* Set task *
Please write out the whole listing below again, line for line and unchanged.

* Supplied data *
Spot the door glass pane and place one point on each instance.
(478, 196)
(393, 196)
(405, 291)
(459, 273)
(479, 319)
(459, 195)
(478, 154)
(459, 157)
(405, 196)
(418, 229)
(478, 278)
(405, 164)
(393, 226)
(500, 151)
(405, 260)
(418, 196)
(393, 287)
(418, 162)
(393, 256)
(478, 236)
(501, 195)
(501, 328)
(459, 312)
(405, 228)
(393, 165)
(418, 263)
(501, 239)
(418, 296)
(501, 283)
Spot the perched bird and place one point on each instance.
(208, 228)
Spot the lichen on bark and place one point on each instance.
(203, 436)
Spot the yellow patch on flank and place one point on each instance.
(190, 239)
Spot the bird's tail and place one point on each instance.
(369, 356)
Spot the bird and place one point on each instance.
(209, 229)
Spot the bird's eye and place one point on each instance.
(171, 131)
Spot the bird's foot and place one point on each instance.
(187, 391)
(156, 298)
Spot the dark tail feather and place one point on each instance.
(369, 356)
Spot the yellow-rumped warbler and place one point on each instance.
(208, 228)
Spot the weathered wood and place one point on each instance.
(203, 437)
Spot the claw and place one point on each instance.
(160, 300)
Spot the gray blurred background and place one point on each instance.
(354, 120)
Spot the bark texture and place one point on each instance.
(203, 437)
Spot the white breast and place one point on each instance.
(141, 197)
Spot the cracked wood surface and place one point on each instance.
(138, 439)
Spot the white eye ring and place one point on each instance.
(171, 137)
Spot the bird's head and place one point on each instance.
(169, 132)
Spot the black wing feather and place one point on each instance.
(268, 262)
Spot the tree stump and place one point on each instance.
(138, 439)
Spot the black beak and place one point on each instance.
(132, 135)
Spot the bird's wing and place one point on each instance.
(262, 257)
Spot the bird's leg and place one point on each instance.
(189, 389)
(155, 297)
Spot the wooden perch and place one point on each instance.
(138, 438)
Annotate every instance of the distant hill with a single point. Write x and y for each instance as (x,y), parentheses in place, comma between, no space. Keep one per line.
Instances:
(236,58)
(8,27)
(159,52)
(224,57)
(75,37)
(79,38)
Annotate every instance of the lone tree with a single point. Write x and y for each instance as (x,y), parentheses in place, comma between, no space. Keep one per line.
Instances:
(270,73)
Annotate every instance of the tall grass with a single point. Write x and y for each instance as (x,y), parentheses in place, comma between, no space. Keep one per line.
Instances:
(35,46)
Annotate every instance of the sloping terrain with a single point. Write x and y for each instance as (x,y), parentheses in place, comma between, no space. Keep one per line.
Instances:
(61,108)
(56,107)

* Exercise response *
Spot the door glass pane and place one point on each instance.
(478, 196)
(393, 196)
(405, 291)
(459, 273)
(479, 319)
(459, 195)
(478, 154)
(459, 157)
(405, 196)
(418, 229)
(478, 278)
(405, 164)
(393, 226)
(500, 151)
(405, 260)
(418, 196)
(393, 287)
(418, 162)
(393, 256)
(478, 236)
(501, 195)
(501, 328)
(459, 312)
(405, 228)
(393, 165)
(418, 263)
(501, 239)
(418, 296)
(501, 283)
Spot the perched bird and place one point on each instance.
(208, 228)
Spot the lichen on bark and place one point on each instance.
(203, 436)
Spot the yellow patch on flank and place one point on each instance.
(190, 239)
Spot the bird's tail and place one point on each instance.
(369, 356)
Spot the bird and place one point on each instance.
(209, 229)
Spot the bird's eye and place one point on each instance.
(171, 131)
Spot the bird's foot and place one point on each instance.
(187, 391)
(156, 298)
Spot the dark tail feather and place one point on each instance.
(369, 356)
Spot the yellow-rumped warbler and place one point on each instance.
(208, 228)
Spot the weathered wood and place one point on each instance.
(203, 437)
Spot the claw and place one point on each instance.
(160, 300)
Spot the gray blurred background and place one point on each instance.
(354, 120)
Spot the bark texture and place one point on each instance.
(203, 437)
Spot the white breast and place one point on each instance.
(141, 197)
Spot the cracked wood surface and place one point on each instance.
(138, 439)
Spot the white eye ring and place one point on each instance.
(171, 137)
Spot the bird's head and place one point on each instance.
(169, 132)
Spot the black wing feather and place one point on each instance.
(268, 262)
Spot the tree stump and place one point on each instance.
(138, 439)
Spot the black beak and place one point on each instance.
(132, 135)
Spot the bird's wing and place one point on each instance.
(262, 257)
Spot the bird's leg and place one point on each instance.
(189, 389)
(155, 297)
Spot the wooden perch and place one point on each instance.
(138, 438)
Annotate every instance of the distant hill with a single point. Write x and y for each instance as (x,y), parentheses in place, comma between, no space. Keep one per line.
Instances:
(236,58)
(8,27)
(159,52)
(224,57)
(75,37)
(79,38)
Annotate every instance of the lone tree with a single point. Write x and y for each instance as (x,y), parentheses in place, comma between, no space. Keep one per line.
Instances:
(270,73)
Annotate every instance of the tall grass with a single point. Write x and y for each instance as (x,y), parentheses in place, comma between, no space. Keep one per line.
Instances:
(35,46)
Annotate every instance of the sloping terrain with a single point. Write x and y for each instance as (x,y), parentheses in place, comma between, no space. Keep one per line.
Instances:
(61,108)
(56,107)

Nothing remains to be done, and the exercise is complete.